(Data listing)
↓

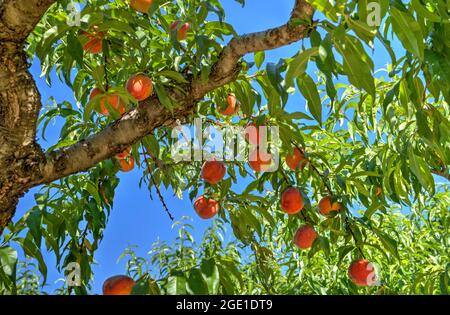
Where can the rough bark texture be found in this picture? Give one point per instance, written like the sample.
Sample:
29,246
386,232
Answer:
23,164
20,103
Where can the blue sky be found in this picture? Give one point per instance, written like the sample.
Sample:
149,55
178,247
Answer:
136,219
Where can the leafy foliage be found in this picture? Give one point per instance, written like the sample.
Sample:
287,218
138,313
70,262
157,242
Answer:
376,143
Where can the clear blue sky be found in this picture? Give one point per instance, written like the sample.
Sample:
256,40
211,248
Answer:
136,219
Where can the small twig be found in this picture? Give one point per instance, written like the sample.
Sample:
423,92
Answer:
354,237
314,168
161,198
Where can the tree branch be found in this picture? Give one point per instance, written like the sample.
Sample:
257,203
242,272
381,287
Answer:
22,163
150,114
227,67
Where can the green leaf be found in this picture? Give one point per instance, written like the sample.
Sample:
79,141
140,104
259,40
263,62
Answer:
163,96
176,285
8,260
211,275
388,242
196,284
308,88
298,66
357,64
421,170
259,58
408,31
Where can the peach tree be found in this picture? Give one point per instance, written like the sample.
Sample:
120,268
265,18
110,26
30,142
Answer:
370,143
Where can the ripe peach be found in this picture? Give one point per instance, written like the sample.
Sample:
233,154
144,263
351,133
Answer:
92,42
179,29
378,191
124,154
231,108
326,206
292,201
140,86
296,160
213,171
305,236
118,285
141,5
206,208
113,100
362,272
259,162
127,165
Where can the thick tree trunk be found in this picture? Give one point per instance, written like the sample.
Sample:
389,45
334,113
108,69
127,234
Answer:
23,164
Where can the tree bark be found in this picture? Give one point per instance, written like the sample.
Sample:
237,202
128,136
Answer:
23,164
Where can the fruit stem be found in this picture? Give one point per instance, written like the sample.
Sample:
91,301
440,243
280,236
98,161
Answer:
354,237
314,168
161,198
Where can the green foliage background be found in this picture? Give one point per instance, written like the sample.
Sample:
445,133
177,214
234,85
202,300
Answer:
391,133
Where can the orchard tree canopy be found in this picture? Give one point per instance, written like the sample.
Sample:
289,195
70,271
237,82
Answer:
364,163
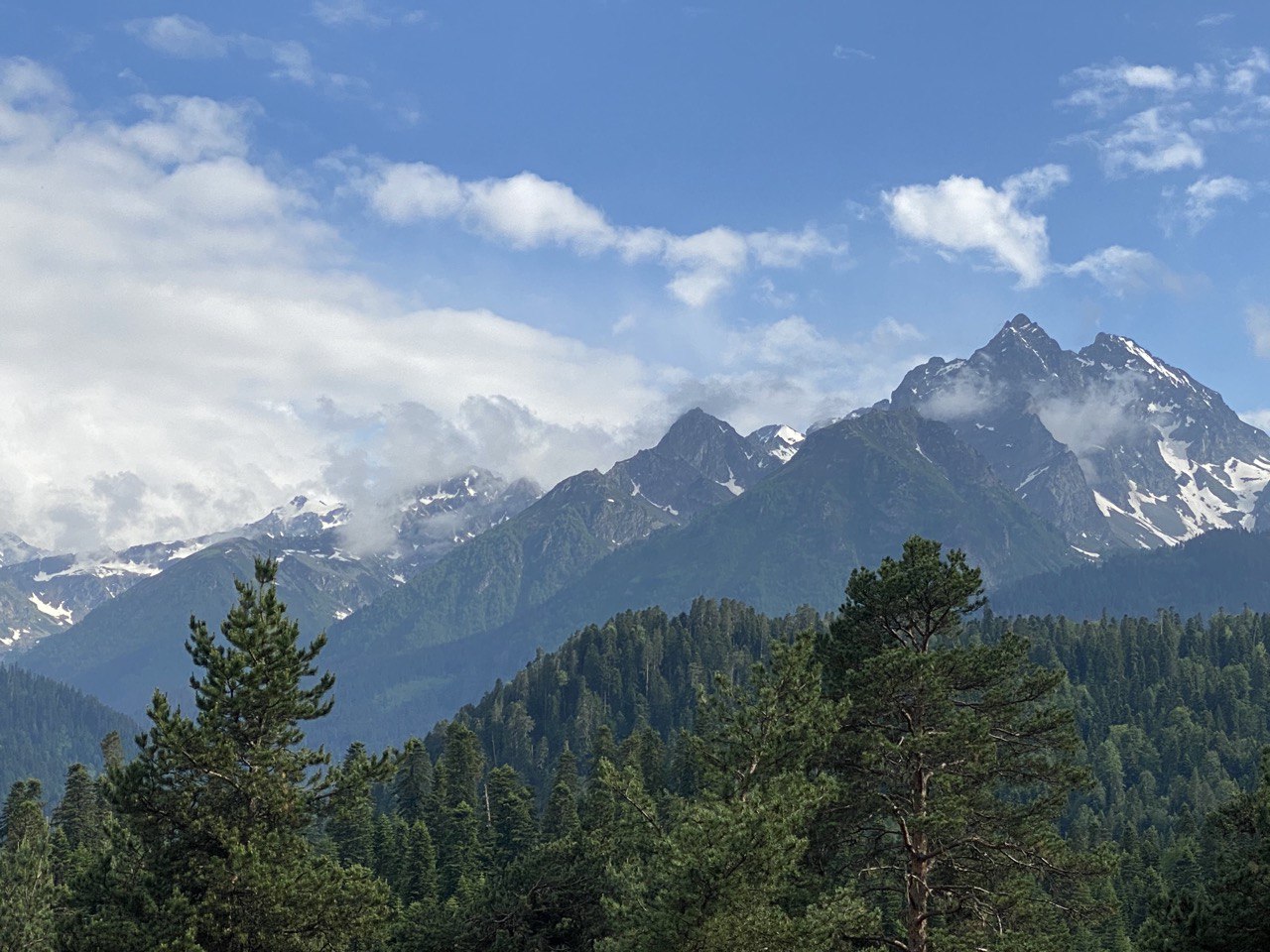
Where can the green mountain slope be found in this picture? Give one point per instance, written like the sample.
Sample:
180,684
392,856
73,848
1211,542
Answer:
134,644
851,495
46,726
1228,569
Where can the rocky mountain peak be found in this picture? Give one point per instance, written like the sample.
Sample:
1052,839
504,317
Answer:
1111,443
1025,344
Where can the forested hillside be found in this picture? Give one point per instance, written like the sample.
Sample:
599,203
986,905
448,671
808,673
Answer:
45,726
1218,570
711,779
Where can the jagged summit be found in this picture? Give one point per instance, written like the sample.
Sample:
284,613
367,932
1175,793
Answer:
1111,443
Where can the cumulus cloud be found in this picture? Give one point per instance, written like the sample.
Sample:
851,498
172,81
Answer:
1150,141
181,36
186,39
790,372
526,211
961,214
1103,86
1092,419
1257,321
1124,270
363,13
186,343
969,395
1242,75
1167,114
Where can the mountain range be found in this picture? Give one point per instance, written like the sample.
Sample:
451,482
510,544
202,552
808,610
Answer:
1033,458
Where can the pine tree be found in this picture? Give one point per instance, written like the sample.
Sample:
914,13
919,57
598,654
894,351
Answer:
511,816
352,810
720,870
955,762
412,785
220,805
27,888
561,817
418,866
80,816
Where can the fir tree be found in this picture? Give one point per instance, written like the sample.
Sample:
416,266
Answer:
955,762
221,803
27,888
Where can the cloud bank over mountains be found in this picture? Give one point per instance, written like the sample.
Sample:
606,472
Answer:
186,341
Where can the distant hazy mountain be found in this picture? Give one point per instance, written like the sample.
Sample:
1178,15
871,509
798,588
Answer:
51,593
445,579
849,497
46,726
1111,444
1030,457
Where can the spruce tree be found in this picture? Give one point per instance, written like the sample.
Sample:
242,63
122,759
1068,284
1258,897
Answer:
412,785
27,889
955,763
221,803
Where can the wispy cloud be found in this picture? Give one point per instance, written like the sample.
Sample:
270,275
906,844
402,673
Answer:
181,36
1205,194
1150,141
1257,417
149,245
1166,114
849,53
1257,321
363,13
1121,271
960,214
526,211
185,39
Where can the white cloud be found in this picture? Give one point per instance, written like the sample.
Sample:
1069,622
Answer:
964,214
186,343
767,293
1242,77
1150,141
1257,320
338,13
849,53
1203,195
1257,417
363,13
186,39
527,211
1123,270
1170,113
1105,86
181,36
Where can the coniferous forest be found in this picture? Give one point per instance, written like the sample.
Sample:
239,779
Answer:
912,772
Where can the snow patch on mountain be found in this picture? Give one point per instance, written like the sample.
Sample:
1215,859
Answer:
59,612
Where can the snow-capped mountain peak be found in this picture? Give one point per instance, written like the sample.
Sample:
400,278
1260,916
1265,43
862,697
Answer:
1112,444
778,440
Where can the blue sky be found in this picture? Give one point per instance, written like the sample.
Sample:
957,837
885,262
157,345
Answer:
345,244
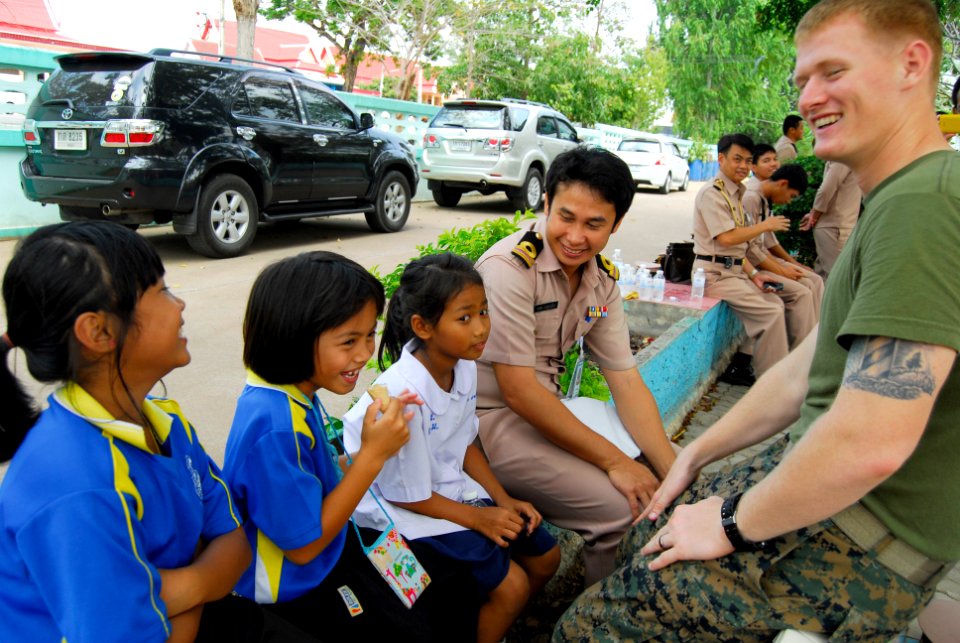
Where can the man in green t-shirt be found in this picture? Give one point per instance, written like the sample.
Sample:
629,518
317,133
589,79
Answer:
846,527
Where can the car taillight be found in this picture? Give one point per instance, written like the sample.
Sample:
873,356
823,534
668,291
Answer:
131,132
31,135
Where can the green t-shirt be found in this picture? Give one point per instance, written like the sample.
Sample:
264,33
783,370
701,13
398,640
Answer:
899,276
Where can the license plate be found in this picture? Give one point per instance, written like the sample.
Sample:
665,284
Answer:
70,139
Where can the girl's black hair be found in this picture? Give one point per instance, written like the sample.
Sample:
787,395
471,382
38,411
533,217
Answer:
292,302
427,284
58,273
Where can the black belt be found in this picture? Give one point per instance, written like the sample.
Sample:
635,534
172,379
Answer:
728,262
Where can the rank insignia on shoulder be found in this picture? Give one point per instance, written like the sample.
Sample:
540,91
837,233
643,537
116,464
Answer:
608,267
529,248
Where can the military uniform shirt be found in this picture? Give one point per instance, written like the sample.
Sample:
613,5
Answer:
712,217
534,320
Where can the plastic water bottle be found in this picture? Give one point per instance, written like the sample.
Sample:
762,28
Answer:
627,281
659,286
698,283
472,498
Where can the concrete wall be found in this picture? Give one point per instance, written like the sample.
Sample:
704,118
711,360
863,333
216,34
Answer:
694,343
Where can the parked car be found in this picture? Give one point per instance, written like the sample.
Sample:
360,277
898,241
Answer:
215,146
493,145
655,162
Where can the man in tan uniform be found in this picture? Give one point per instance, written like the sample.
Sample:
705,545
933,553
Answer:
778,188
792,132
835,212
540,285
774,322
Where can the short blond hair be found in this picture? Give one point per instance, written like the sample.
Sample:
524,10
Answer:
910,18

↑

- _Set exercise_: All of the material above should be reproduced exactly, except the pictures.

- _Exercise result_:
Where can the rough bark texture be found in this picture? Give one point per instance, written like the sample.
Sample:
29,246
386,232
Answer:
23,164
20,103
Where can the blue sky be found in this picture? Give one point per instance, written like the sample.
Sample:
149,55
178,247
Answer:
136,219
Where can the leafy foliage be found in this picture? Give one point per instance, written like the sample.
Sample:
287,218
138,313
70,262
157,242
Answer:
376,143
Where can the clear blue sky be found in this picture? Give one point per instance, written like the sample.
Sample:
256,40
211,248
Answer:
136,219
Where can the small twig be found in this picture? Give one point per instance, written like the sample.
Sample:
423,92
Answer:
354,237
314,168
161,198
Where can the tree branch be found in this picture? Give one point per instance, written like the sample.
Sample:
257,203
242,272
381,287
Answer:
22,163
150,114
227,67
Where can the green leaf be found in this picture? Give one point per instance, written like the sample.
Sample:
79,141
140,104
259,40
263,62
Answer:
163,96
176,285
8,260
211,275
388,242
196,284
308,88
298,66
357,64
421,170
259,58
408,31
Where can the peach tree be found in this picture? Give one point per instance, written like the sample.
Sample:
120,268
265,18
110,26
30,142
Answer:
370,143
Where can the ripe peach be found in this picture? Give one point per instance, written like the sample.
Sample:
233,154
144,263
351,133
Answer:
92,42
179,29
378,191
124,154
231,108
326,206
292,201
140,86
296,160
213,171
305,236
118,285
141,5
206,208
113,100
362,272
259,162
127,165
Where can the thick tree trunk be found in this picture? Give one point per instance, written like the sample.
Sample:
389,45
334,113
108,69
127,234
Answer:
23,164
Where can the tree bark be found in this picture? Give one point per instance, written like the sample.
Sample:
237,202
128,136
Answer:
23,164
Where can the fruit stem be found in this picture? Give one point per instance, written like the sample.
Sample:
91,301
440,243
280,236
98,161
Answer:
354,237
314,168
161,198
Where can the green foliage background be found in this picture? Give one point per instance, written like the sample.
Sample:
445,133
177,214
234,85
202,300
Answer:
391,133
Where can the orchard tree canopy be found in this picture? Give one point per instance, written like the sample.
Sample:
289,195
70,271
237,82
Answer:
364,163
Where can the green mountain slope be found in this picture? Give one point per instance, written like the sample.
Sample:
180,684
392,856
73,848
1211,542
Answer:
134,644
851,495
46,726
1228,569
Where can the rocky mountain peak be found in this picture? Give one point per instance, written like the sample.
Sample:
1052,839
504,317
Answer:
1111,443
1025,344
Where can the forested hillside be found in this picture? Give one point per instance, written like the sample.
Sample:
599,203
986,905
448,671
808,673
Answer:
45,726
1218,570
711,779
Where can the jagged summit be found in this picture? Give one point per instance, written like the sample.
Sample:
284,613
367,932
1175,793
Answer:
1111,443
Where can the cumulus cloud be found in this picture? Give one point per instance, written like the sample.
Sample:
851,498
172,81
Answer:
1150,141
181,36
186,39
790,372
526,211
961,214
1103,86
1092,419
1257,321
1124,270
363,13
186,343
969,395
1242,75
1167,114
Where can the mountain range be found in this picture? Give one point per instance, written like the sample.
Sample:
451,482
510,544
202,552
808,610
Answer:
1033,458
Where can the pine tree be found in this picture? Give one point per instance, written like the sample.
Sample:
914,13
919,57
598,654
894,351
Answer:
511,816
352,810
720,870
955,762
412,785
220,805
27,888
561,817
418,866
80,816
Where can the fir tree be found in this picture? Give one point per instance, written like the sample.
Sample:
416,266
Answer:
955,762
221,803
27,888
Where can the cloud bank over mountains be found in this picture? Give one point per instance, written like the sample.
Sample:
606,472
Answer:
186,341
Where can the distant hazy mountain be found in this picture? Give one point per instance, written like the sample.
Sample:
1178,15
871,509
798,588
Answer:
51,593
445,579
849,497
46,726
1111,444
1030,457
Where can the spruce tree be found in this picture? Give one point per instance, written like the sample.
Sample:
242,63
122,759
1068,284
1258,897
Answer:
412,785
27,889
955,763
221,803
Where can the wispy cloud be found in this picture? Give one point per instance, written like the sample.
Sample:
270,275
906,844
402,673
Answer:
181,36
1205,194
1150,141
1257,417
149,245
1166,114
849,53
1257,321
363,13
1121,271
960,214
526,211
185,39
Where can the white cloud be found in this picture? Give one point per instance, written like the sample.
Sample:
1069,622
Answer:
964,214
186,343
767,293
1242,77
1150,141
1257,320
338,13
849,53
1203,195
1257,417
363,13
186,39
527,211
1123,270
1170,113
1105,86
181,36
Where can the coniferous forest be found in this picture? Give one point per instance, written like the sample.
Sample:
239,779
Answer:
912,772
Where can the snow patch on mountain be found in this picture? Give one point per instance, written like the sample.
Sample:
1215,859
Answer:
59,612
Where can the snow-capped mountain peak be found in this picture? Give one point per instance, written like the sample.
Sample:
400,278
1260,916
1265,43
862,697
Answer:
1112,444
778,440
Where can the blue sky be found in this picture? Give one point per instance, written like the sample.
Sample:
957,837
885,262
157,345
Answer:
345,244
Where can the man in green t-shirt be found in this picture? Give one point per instance, written like the sample.
Sample:
629,518
317,133
589,79
Answer:
846,527
Where can the car taillight be found in this picture? Give one point per instance, written like the sample.
Sample:
873,356
823,534
668,291
Answer:
131,132
31,135
Where can the green t-shirt be found in this picture? Give one point per instance, written like the sample.
Sample:
264,33
783,370
701,13
398,640
Answer:
899,276
Where can the license plate be found in this picture? Give one point per instance, written like the sample.
Sample:
665,284
Answer:
70,139
Where can the girl's black hair be found in this picture? Give one point per instance, written like the sample.
Sample:
787,395
471,382
38,411
533,217
Answer:
292,302
427,284
58,273
Where can the black belt be found in this picture? Give one point per instance, written like the sample.
Sample:
635,534
172,379
Answer:
728,262
Where can the rank insignia on shoulder be found in this picture? Give one point per instance, written like the sample.
Sample:
540,91
837,233
643,537
116,464
Answer:
608,267
529,248
Where can the military uniform shirt be found in this picture? Give one point per instance, written like the sample.
Sample:
613,5
Answer:
712,217
534,320
Where can the plastic water bottle be found in this picture? Give one point per instance, written like the sample.
Sample:
762,28
Answer:
627,281
659,286
698,283
472,498
Where can the concrete wall be found in this picture? Give one point per instance, written like the sample.
Sample:
704,118
711,360
863,333
216,34
Answer:
694,343
Where can the parked car be found in this picture? Give one point per instance, written like the sample.
Sample:
360,277
898,241
Answer:
215,146
493,145
655,162
Where can the man in tan uniform be found in this picture? Give one point per instance, written like the sample.
Sample:
705,545
933,553
Answer:
778,188
792,132
835,212
540,285
774,322
Where can the short blond hair be found in this picture? Give one point per instance, written like the sample.
Sample:
524,10
Answer:
910,18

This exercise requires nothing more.